● **Selected extract**
Quantifying the Severity of Metopic Craniosynostosis: A Pilot study in Application of Advanced Machine Learning in Craniofacial Surgery
Lucas A. Dvoracek1, Riddhish Bhalodia2, Ali M. Ayyash, MD3, Ladislav Kavan, PhD2, Ross Whitaker, PhD2, Jesse A. Goldstein, MD1.
1University of Pittsburgh, Pittsburgh, PA, USA, 2University of Utah, Salt Lake City, UT, USA, 3Drexel University College of Medicine, Philadelphia, PA, USA.
BACKGROUND: Metopic Craniosynostosis is early fusion of the metopic suture and can cause head shape anomalies and symptoms of elevated intracranial pressure. While the current standard for diagnosis utilizes CT imaging and physical exam, there is no comprehensive method for quantifying disease severity. Previous studies using interfrontal angles have looked at differences in specific skull landmarks, however these measurements are difficult to readily ascertain in clinical practice and fail to assess the complete skull contour. This pilot project employs machine learning algorithms to combine statistical shape information with expert ratings to generate a user-friendly method of measuring the severity of metopic craniosynostosis.

● **Check your understanding**
**1.** Decide whether each statement below agrees with the craniosynostosis abstract, answering yes or no and quoting the words from the abstract that decide it.
(a) The current standard for diagnosing metopic craniosynostosis relies on CT imaging and physical exam.
(b) A comprehensive method for quantifying the severity of the disease already exists.
(c) Measurements using interfrontal angles assess the complete skull contour.
**2.** From the craniosynostosis abstract, extract word for word the stretch from "Quantifying the Severity" through "A. Goldstein, MD1.".

● **Dataset content**

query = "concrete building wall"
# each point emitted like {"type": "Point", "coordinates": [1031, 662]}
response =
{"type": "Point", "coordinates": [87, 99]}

● **Results for each task**
**1.**
(a) Yes: "While the current standard for diagnosis utilizes CT imaging and physical exam"
(b) No: "there is no comprehensive method for quantifying disease severity"
(c) No: "fail to assess the complete skull contour"

**2.**
Quantifying the Severity of Metopic Craniosynostosis: A Pilot study in Application of Advanced Machine Learning in Craniofacial Surgery
Lucas A. Dvoracek1, Riddhish Bhalodia2, Ali M. Ayyash, MD3, Ladislav Kavan, PhD2, Ross Whitaker, PhD2, Jesse A. Goldstein, MD1.